--- Begin RECORD EXTRACTS ---

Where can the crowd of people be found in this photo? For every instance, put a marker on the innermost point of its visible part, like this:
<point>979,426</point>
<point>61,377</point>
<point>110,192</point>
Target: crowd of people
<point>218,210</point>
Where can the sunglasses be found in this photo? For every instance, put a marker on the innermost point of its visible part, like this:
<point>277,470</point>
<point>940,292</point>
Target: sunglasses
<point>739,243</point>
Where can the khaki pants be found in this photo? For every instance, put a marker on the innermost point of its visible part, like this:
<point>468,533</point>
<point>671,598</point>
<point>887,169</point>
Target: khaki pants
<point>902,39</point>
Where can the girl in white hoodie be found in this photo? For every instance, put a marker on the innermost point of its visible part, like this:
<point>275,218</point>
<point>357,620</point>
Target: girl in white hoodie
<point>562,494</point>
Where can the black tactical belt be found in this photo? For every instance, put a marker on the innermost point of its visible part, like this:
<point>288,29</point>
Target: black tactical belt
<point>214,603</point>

--- End RECORD EXTRACTS ---
--- Begin RECORD EXTRACTS ---

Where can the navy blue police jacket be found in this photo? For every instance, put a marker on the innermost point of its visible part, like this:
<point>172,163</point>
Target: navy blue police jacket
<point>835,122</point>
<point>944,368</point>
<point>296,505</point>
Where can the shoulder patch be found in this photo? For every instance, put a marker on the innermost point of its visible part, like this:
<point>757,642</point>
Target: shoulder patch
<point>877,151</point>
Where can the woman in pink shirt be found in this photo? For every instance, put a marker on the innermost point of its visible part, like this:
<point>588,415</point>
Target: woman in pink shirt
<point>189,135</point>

--- End RECORD EXTRACTS ---

## PROBLEM:
Reproduce the lines of the entries verbatim, from the line containing "Where can the girl" through the line containing "<point>214,603</point>", including both of those lines.

## RESULT OF THE EXERCISE:
Where can the girl in white hoodie be found in this photo? For every instance, put a marker on the innermost point of its visible part, like this:
<point>275,218</point>
<point>357,620</point>
Target: girl in white hoodie
<point>562,494</point>
Where can the black tactical belt be found in this photo? For every instance, put a marker on the innermost point of its visible part, like this:
<point>288,29</point>
Target: black tactical belt
<point>214,603</point>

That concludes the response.